### Records shown:
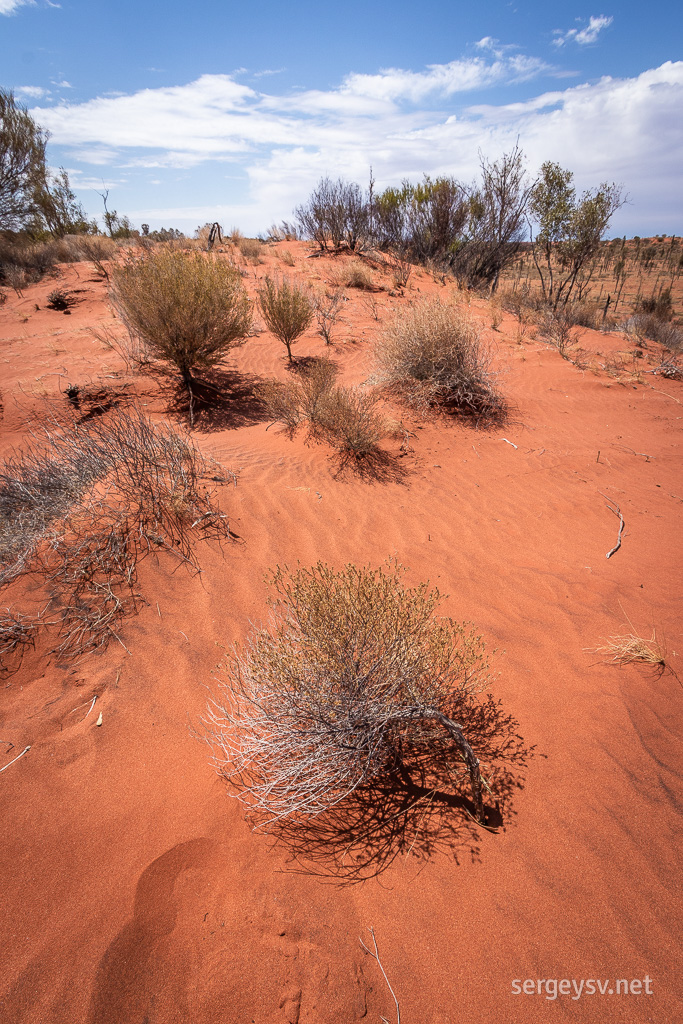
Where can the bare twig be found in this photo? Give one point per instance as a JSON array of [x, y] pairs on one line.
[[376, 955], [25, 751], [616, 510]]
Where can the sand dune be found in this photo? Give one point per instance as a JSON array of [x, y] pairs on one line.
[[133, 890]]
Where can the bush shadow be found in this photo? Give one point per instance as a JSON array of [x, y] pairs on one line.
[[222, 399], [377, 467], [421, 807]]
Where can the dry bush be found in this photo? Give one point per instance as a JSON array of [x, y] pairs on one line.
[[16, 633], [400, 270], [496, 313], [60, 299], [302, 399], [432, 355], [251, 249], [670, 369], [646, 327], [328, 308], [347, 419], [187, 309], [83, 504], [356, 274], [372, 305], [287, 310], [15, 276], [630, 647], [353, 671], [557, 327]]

==

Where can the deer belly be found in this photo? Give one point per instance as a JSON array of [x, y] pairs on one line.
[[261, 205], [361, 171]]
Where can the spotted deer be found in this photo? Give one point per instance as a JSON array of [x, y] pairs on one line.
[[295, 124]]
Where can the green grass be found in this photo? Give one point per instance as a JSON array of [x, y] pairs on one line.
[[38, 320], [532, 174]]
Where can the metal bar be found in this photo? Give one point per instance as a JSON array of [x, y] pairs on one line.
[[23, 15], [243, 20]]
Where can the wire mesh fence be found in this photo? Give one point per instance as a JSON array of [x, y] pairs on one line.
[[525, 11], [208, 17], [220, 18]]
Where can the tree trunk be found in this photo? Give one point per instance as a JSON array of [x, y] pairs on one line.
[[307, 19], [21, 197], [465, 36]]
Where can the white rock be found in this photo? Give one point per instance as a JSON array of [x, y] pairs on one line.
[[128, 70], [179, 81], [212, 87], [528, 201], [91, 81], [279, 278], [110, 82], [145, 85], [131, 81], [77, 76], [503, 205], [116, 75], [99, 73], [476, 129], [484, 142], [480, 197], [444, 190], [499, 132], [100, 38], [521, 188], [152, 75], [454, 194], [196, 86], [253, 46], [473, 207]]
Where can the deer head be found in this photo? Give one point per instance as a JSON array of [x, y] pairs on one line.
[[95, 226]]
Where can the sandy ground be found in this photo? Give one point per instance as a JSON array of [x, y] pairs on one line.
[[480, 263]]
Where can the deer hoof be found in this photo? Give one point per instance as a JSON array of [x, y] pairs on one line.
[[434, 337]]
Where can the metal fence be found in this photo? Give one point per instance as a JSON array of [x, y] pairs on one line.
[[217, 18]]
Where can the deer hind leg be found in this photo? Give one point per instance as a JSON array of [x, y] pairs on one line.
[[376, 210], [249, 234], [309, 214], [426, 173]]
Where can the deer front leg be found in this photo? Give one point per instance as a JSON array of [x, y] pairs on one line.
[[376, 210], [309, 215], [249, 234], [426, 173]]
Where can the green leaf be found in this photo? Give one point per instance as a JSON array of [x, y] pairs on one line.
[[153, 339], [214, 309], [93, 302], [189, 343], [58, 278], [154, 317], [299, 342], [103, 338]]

...

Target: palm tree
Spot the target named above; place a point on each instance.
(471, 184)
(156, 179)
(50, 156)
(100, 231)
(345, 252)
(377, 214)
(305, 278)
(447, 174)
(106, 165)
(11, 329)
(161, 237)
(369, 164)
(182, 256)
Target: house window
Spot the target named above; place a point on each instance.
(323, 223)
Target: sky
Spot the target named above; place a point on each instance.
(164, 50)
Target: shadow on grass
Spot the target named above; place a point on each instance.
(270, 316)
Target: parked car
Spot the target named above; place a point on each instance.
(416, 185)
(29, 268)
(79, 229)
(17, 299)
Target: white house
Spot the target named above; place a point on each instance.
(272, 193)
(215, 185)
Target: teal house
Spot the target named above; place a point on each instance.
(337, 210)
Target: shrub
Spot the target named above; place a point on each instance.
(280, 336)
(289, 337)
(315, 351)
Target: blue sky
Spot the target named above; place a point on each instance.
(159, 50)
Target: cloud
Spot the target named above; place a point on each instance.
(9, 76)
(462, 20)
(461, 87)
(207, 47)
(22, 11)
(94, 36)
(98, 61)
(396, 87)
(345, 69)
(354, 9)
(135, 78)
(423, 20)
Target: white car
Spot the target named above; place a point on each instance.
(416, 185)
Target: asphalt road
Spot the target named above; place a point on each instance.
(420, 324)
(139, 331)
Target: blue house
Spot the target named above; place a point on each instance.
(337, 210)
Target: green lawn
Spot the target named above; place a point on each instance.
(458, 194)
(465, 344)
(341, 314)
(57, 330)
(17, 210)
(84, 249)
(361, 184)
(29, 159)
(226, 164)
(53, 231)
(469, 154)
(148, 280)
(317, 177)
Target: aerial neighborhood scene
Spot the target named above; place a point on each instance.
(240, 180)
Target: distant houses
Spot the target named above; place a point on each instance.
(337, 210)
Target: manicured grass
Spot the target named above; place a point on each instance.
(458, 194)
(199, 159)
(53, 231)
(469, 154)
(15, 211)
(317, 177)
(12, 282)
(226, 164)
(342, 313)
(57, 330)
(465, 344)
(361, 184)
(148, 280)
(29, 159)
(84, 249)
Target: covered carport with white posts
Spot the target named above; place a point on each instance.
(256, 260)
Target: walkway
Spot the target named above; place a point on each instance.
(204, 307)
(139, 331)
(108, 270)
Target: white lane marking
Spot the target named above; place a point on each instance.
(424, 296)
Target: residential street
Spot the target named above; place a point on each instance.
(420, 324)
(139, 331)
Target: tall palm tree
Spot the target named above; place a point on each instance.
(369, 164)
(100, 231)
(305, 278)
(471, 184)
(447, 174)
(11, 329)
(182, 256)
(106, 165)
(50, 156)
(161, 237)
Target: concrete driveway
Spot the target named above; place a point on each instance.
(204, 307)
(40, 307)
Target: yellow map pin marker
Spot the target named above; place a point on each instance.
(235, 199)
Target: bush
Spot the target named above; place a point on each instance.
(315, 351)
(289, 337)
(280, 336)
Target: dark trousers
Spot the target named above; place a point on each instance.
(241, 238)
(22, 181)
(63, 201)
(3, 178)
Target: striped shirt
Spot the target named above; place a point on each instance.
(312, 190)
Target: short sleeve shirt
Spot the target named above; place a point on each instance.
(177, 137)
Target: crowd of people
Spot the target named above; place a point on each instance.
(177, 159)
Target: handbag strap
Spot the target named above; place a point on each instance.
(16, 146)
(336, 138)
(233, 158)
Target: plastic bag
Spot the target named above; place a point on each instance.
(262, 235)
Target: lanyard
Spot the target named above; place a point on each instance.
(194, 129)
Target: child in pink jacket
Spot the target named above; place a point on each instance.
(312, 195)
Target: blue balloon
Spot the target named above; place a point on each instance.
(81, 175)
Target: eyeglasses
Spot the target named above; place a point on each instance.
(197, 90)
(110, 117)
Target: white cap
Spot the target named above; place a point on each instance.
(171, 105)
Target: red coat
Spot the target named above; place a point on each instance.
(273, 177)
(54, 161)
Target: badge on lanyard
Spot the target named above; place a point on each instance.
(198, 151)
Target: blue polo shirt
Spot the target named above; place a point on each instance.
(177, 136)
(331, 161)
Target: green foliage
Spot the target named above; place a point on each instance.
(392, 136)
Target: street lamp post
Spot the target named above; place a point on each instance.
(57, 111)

### The request:
Render the lines from the one with "Where can the bare" to the one with "671], [557, 327]]" as a Markdown table with the columns Row and Line, one numbered row per line, leaving out blank lines.

### Full solution:
| Row | Line |
|---|---|
| 1 | Where can the bare twig be found in this photo? Give one point per instance as a JSON array of [x, y] pairs on one line. |
| 2 | [[376, 955], [25, 751], [616, 510]] |
| 3 | Where can the sand dune be found in this photo? Give one point per instance as a JSON array of [x, y] pairs on one line. |
| 4 | [[133, 890]] |
| 5 | Where can the bush shadow be found in this photo? Give one point per instance as a JSON array of [x, y] pairs on one line. |
| 6 | [[222, 399], [377, 467], [421, 807]] |
| 7 | Where can the dry bush be found in this photo? Give one point per instance as a JSON array of [x, y] pairs on one line. |
| 8 | [[16, 633], [400, 270], [496, 313], [60, 299], [302, 399], [432, 355], [251, 249], [670, 369], [646, 327], [328, 308], [347, 419], [187, 309], [83, 504], [356, 274], [372, 305], [287, 310], [15, 276], [630, 647], [353, 671], [557, 327]] |